## Tarefa 1
No trecho sobre identificação, a que Diana compara a identificação?
## Tarefa 2
Transcreva do trecho sobre identificação a passagem que começa em "Mexem, sobretudo, com" e termina em "internet entra nisso?".
## Tarefa 3
Dê continuidade ao trecho sobre identificação a partir do ponto em que ele para.

Mexem, sobretudo, com as identificações, ou seja, as maneiras como eles se
reconhecem e se veem no mundo.
"A
identificação é uma colcha de patchwork, aquela arte de combinar pedacinhos de
tecidos bem diferentes em imagens bonitas. Para chegar a possuir algo parecido
com um 'eu', vamos coletando, selecionando e armando nossa colcha de
influências. Nesse sentido, a família pode contribuir com o padrão dominante,
mas a escola, a cidade, a arte de cada época, a religião, em suma, o círculo
humano que rodeia a família, também contribuem com suas padronagens",
detalha Diana.
Como
a internet entra nisso?
"Pense que colocamos todas essas influências em um liquidificador,
reduzindo-as a pedaços muito pequenos que se organizam provisoriamente, não
como uma colcha, mas, sim, como as imagens de um caleidoscópio",
acrescenta.

## Registros para revisão

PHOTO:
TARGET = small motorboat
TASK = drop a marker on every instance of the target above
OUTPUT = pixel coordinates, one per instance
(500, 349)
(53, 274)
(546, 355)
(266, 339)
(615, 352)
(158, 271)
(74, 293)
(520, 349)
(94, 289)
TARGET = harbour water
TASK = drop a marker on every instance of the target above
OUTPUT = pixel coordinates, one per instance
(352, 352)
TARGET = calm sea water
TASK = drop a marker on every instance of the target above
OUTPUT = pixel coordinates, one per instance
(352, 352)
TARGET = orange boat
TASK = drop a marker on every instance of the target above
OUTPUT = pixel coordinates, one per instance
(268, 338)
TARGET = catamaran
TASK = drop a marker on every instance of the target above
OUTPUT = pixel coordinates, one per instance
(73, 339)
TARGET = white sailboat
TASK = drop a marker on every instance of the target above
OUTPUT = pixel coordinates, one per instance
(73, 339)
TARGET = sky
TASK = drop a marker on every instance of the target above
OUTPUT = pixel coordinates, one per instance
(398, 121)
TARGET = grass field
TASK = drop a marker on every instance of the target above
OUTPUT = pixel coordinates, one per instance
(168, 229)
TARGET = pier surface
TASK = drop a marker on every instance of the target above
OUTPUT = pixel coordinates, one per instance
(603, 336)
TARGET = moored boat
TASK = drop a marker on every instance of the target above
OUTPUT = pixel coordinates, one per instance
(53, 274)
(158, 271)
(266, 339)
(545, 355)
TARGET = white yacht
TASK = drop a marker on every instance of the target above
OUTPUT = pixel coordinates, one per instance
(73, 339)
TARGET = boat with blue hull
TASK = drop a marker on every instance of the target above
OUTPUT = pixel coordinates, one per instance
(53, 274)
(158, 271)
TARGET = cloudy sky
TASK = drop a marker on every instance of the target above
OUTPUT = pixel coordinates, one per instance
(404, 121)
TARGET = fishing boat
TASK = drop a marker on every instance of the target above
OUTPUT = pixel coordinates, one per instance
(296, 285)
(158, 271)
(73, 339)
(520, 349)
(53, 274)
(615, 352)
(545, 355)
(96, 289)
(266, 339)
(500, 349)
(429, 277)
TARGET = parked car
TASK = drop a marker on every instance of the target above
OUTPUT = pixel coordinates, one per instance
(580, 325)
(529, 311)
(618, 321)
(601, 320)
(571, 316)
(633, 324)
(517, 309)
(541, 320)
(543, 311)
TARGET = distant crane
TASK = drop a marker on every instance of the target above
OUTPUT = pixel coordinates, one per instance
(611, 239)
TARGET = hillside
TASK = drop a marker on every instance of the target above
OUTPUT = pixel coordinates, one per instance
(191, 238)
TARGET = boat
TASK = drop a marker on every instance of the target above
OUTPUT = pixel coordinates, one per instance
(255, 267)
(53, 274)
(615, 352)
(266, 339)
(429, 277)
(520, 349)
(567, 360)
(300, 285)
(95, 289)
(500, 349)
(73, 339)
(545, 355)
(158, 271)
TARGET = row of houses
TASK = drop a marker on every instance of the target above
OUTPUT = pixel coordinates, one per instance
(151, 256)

## Resposta da tarefa 1
A uma colcha de patchwork, a arte de combinar pedacinhos de tecidos bem diferentes em imagens bonitas.

## Resposta da tarefa 2
Mexem, sobretudo, com as identificações, ou seja, as maneiras como eles se
reconhecem e se veem no mundo.
"A
identificação é uma colcha de patchwork, aquela arte de combinar pedacinhos de
tecidos bem diferentes em imagens bonitas. Para chegar a possuir algo parecido
com um 'eu', vamos coletando, selecionando e armando nossa colcha de
influências. Nesse sentido, a família pode contribuir com o padrão dominante,
mas a escola, a cidade, a arte de cada época, a religião, em suma, o círculo
humano que rodeia a família, também contribuem com suas padronagens",
detalha Diana.
Como
a internet entra nisso?

## Resposta da tarefa 3
Para se
criar o "eu", é preciso pausar um pouco, processar essas referências.
O que a internet faz é multiplicar todas elas e trocá-las incessantemente, sem
que haja espaço para a pessoa ancorar em terra firme e lidar com as referências
disponíveis, até para que possa decidir quais ficam e quais podem ser
descartadas.
"As
redes sociais, desgovernadas e excessivas como se tornaram, são uma fábrica de
fragilidades psíquicas. Seus usuários não têm pouso, nem repouso, porque
precisam buscar referências em imagens provisórias, que se diluem com qualquer
movimento, como no caleidoscópio", lamenta Diana.
Organizar
o pensamento torna-se, então, uma tarefa praticamente impossível, especialmente
com o ritmo acelerado das imagens e ideias. "Enquanto não se equalizar a
relação dos humanos com o maravilhoso monstro que criaram, seguiremos como uma
tela estragada, onde a imagem pula, mistura linhas e perde sua estrutura",
adverte a psicanalista.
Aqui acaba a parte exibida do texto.